— Start Source passage —

The Court believes an extension would be beneficial to both parties. In fact, the Court is a bit perplexed as to why Ghost is opposing an extension when it filed its Motion to Compel on October 2, 2023, a mere twenty-eight days before the existing Scheduling Order's fact discovery deadline, and a week before the briefing on the Motion to Compel would even have been completed. In fact, while opposing Mule's Motion to Extend, Ghost admitted in its response to Ghost's Motion to Supplement that it would be receptive to a sixty-day extension given its pending Motion to Compel. Dkt. 91, at 11.

The Court also finds that the discovery delays-which both parties have contributed to-warrant an extension. See Dkt. 92, at 4; Dkt. 91, at 8. Ghost believes it will be prejudiced by an extension because it will not have access to the funds it posted to the Court. Dkt. 91, at 11. The Court, however, has already denied Ghost's Discharge Motion and found that the Application for Prejudgment Writ of Attachment was valid. The Court understands that Ghost would like its money back as soon as possible, but the Court has already ruled on the validity of holding onto the funds in the Court's possession:

Because Ghost has already stipulated to, and posted, an undertaking to stay the Writ from issuing, and because the Court deems the Writ Application valid, the Court sees no reason to disperse Ghost's funds until this matter has been resolved.
Dkt. 98, at 13.

For all these reasons, the Court finds there is good cause for an extension. Further, while the Court has worked diligently to resolve each of the pending motions in a timely fashion, doing so has consumed a substantial amount of time. Given the delay in issuing this decision, the Court finds good cause to grant a 120-day extension to all remaining Scheduling Order deadlines.

— End Source passage —
— Start Material supplied —

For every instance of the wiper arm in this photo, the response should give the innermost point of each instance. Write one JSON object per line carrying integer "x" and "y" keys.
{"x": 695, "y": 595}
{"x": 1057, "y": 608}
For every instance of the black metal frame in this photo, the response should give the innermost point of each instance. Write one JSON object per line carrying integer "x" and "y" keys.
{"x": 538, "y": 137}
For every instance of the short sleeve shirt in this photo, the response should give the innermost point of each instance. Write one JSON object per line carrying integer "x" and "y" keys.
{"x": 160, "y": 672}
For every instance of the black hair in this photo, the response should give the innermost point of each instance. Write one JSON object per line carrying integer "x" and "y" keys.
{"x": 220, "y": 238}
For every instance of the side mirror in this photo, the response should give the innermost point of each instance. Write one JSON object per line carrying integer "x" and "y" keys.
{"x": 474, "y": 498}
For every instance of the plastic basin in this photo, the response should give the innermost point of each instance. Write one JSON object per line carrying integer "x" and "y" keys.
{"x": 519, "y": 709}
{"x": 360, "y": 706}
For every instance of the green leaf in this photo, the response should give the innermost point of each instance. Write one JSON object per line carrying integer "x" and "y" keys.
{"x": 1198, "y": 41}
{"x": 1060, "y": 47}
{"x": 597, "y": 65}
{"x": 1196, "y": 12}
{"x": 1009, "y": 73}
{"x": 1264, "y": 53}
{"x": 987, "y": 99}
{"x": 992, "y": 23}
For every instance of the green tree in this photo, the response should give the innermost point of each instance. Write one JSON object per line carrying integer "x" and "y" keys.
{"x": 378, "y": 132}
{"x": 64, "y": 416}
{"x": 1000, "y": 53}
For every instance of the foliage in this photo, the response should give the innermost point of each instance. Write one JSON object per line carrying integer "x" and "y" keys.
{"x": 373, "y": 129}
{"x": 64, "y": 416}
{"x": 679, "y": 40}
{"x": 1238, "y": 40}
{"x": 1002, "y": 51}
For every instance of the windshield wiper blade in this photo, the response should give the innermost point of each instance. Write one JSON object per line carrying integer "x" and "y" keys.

— End Material supplied —

#### Directive A:
Quote the court order from "For all these" to "Scheduling Order deadlines.".
#### Directive B:
Using the court order, decide whether each statement below is accurate, answering yes or no and quoting the deciding words: (i) Ghost filed its Motion to Compel on October 2, 2023; (ii) the Court granted a sixty-day extension to the remaining Scheduling Order deadlines; (iii) the Court found that both parties contributed to the discovery delays.
#### Directive C:
According to the court order, how many days before the existing Scheduling Order's fact discovery deadline did Ghost file its Motion to Compel?

#### Answer A:
For all these reasons, the Court finds there is good cause for an extension. Further, while the Court has worked diligently to resolve each of the pending motions in a timely fashion, doing so has consumed a substantial amount of time. Given the delay in issuing this decision, the Court finds good cause to grant a 120-day extension to all remaining Scheduling Order deadlines.

#### Answer B:
(i) Yes: "filed its Motion to Compel on October 2, 2023"
(ii) No: "the Court finds good cause to grant a 120-day extension to all remaining Scheduling Order deadlines"
(iii) Yes: "the discovery delays-which both parties have contributed to-warrant an extension"

#### Answer C:
Twenty-eight days.